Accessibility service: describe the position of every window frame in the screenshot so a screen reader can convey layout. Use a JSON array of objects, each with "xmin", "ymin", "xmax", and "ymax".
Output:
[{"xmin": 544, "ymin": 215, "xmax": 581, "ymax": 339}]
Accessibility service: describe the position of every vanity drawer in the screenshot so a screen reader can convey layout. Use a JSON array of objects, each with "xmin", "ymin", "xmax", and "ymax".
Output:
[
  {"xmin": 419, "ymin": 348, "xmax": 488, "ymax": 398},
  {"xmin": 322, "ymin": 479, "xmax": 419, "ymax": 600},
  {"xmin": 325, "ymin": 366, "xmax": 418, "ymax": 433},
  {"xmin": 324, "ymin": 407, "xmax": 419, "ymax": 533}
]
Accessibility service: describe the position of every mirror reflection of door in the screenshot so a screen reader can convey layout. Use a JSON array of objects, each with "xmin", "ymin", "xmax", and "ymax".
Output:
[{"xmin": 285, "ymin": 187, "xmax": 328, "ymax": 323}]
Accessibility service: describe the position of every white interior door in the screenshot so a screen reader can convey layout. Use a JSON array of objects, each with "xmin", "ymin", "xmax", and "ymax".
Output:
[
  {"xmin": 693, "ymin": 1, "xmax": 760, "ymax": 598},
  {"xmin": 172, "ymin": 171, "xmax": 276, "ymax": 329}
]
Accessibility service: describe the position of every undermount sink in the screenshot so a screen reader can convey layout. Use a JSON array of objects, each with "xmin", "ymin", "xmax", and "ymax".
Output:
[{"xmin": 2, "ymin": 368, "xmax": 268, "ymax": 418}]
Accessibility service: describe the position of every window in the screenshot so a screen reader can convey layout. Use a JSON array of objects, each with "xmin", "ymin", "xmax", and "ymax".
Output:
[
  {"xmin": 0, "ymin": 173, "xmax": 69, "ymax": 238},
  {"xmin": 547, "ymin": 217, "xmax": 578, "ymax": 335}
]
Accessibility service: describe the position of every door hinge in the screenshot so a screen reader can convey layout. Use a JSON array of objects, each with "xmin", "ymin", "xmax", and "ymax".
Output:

### [What to produce]
Exactly repeat the lines from the line that contains "Accessibility service: describe the position of every undermount" to the end of the entries, both included, and leave out all other lines.

### [Solution for this problem]
Accessibility service: describe the position of every undermount sink in the screenshot so a screen reader can convey layout. Use a JSON array of objects, each with "xmin", "ymin", "xmax", and "ymax".
Output:
[{"xmin": 2, "ymin": 368, "xmax": 268, "ymax": 418}]
Accessibility service: describe the position of every window in the screenshot so a screen reader can convey layout. Use a JSON array of objects, each with "xmin", "ymin", "xmax", and "ymax".
Output:
[
  {"xmin": 0, "ymin": 173, "xmax": 69, "ymax": 238},
  {"xmin": 547, "ymin": 217, "xmax": 578, "ymax": 335}
]
Accessibility service: describe the position of every door hinge in the screenshot so a screen reader can convey layout. Use a JSON array of objects, each with "xmin", "ymin", "xmax", and "ymax".
Output:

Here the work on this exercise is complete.